------ Extracted text ------

Zulip Chat Archive

Stream: maths

Topic: analysis refactor


Patrick Massot (Aug 21 2018 at 21:04):

@Johannes Hölzl If you have some time, I'd be interested to know what is the big plan underlying your recent mathilb commits

Johannes Hölzl (Aug 21 2018 at 21:06):

Cleanup ennreal, and enhance nnreal. Change metrics and norms to nnreal.

Johannes Hölzl (Aug 21 2018 at 21:06):

Another idea is to use Galois connections as cheap categorical constructions

Patrick Massot (Aug 21 2018 at 21:07):

Didn't @Sebastien Gouezel make a convincing point of not doing that?

Patrick Massot (Aug 21 2018 at 21:07):

Where do you want to add Galois connections?

Johannes Hölzl (Aug 21 2018 at 21:09):

Galois connections are already there. I "lift" along the generate / sets Galois connection (generate g produces the smallest filter/topology/measurable sets containing g, sets is the forgetful functor).

Johannes Hölzl (Aug 21 2018 at 21:10):

This allows me to lift the complete lattice structure on set to topologies, filters, and measurable spaces. They were there before, but now we have a nicer construction.

Johannes Hölzl (Aug 21 2018 at 21:10):

For nnreal I need to look at Sebastians argument again.

Patrick Massot (Aug 21 2018 at 21:11):

I know Galois connections are already there, I used filters quite a lot. I as asking about new uses.

Patrick Massot (Aug 21 2018 at 21:12):

(and I think I like the answer)

Johannes Hölzl (Aug 21 2018 at 21:18):

I need to look at Sebastians argument more concretely. dist and norm will always return nonnegative numbers. So the difference is only that we pack this proof into the result type. Subtracting on nnreal and ennreal is very ugly, but I don't see how this appears in a concrete case.

Patrick Massot (Aug 21 2018 at 21:20):

From https://github.com/leanprover/mathlib/pull/208#issuecomment-406893134 it's not hard to see where Sébastien encountered that

Patrick Massot (Aug 21 2018 at 21:21):

https://devel.isa-afp.org/entries/Gromov_Hyperbolicity.html

Reid Barton (Aug 21 2018 at 21:27):

abs(dist e a - dist e b)

But surely nnreal is a metric space too? Why not just write dist (dist e a) (dist e b)?

Reid Barton (Aug 21 2018 at 21:29):

More generally, faced with a problem of the form "I have to do X a lot", maybe it's better to write a small convenience function to do X rather than distorting the underlying theory to avoid needing to do X.

Patrick Massot (Aug 21 2018 at 21:34):

Maybe "distorting the underlying theory" is a bit exaggerated here. But really I have no idea about what should be done. I can only see that Sébastien did quite a lot of Gromov hyperbolic spaces in Isabelle, so this is a really concrete and battle tested opinion.

------ Supplied material ------

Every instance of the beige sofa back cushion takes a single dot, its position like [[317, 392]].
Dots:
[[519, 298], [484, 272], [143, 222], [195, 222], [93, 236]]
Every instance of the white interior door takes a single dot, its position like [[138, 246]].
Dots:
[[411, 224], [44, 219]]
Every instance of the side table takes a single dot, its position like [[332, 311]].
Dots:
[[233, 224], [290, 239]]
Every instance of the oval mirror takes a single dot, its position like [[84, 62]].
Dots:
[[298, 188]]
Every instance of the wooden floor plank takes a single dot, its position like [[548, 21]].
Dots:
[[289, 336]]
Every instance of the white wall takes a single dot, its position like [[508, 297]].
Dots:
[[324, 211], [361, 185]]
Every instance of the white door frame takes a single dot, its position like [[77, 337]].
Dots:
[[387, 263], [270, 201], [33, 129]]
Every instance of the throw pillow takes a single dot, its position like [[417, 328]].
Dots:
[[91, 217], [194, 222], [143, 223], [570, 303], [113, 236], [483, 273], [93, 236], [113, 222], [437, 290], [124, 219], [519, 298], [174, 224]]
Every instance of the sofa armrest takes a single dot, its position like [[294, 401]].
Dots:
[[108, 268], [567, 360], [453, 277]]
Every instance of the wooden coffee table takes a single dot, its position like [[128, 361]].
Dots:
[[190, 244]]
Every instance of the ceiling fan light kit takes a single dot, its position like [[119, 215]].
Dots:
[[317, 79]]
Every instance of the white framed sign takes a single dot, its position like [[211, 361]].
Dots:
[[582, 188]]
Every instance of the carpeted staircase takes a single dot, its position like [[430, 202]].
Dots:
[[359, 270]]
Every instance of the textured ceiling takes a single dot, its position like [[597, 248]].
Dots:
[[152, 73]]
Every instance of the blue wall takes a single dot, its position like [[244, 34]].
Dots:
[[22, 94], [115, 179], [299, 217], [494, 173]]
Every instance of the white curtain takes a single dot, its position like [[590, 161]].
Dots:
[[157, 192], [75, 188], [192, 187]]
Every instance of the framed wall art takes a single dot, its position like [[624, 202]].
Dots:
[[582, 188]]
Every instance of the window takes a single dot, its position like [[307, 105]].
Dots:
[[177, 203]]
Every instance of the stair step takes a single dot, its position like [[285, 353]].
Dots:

------

Instructions:
1: Translate the sentence "Another idea is to use Galois connections as cheap categorical constructions" from the chat archive into French.
2: Reproduce the chat archive verbatim from "For nnreal I" to "a concrete case.".

Task-by-task answers:
1: Une autre idée est d'utiliser les connexions de Galois comme constructions catégoriques bon marché

2:
For nnreal I need to look at Sebastians argument again.

Patrick Massot (Aug 21 2018 at 21:11):

I know Galois connections are already there, I used filters quite a lot. I as asking about new uses.

Patrick Massot (Aug 21 2018 at 21:12):

(and I think I like the answer)

Johannes Hölzl (Aug 21 2018 at 21:18):

I need to look at Sebastians argument more concretely. dist and norm will always return nonnegative numbers. So the difference is only that we pack this proof into the result type. Subtracting on nnreal and ennreal is very ugly, but I don't see how this appears in a concrete case.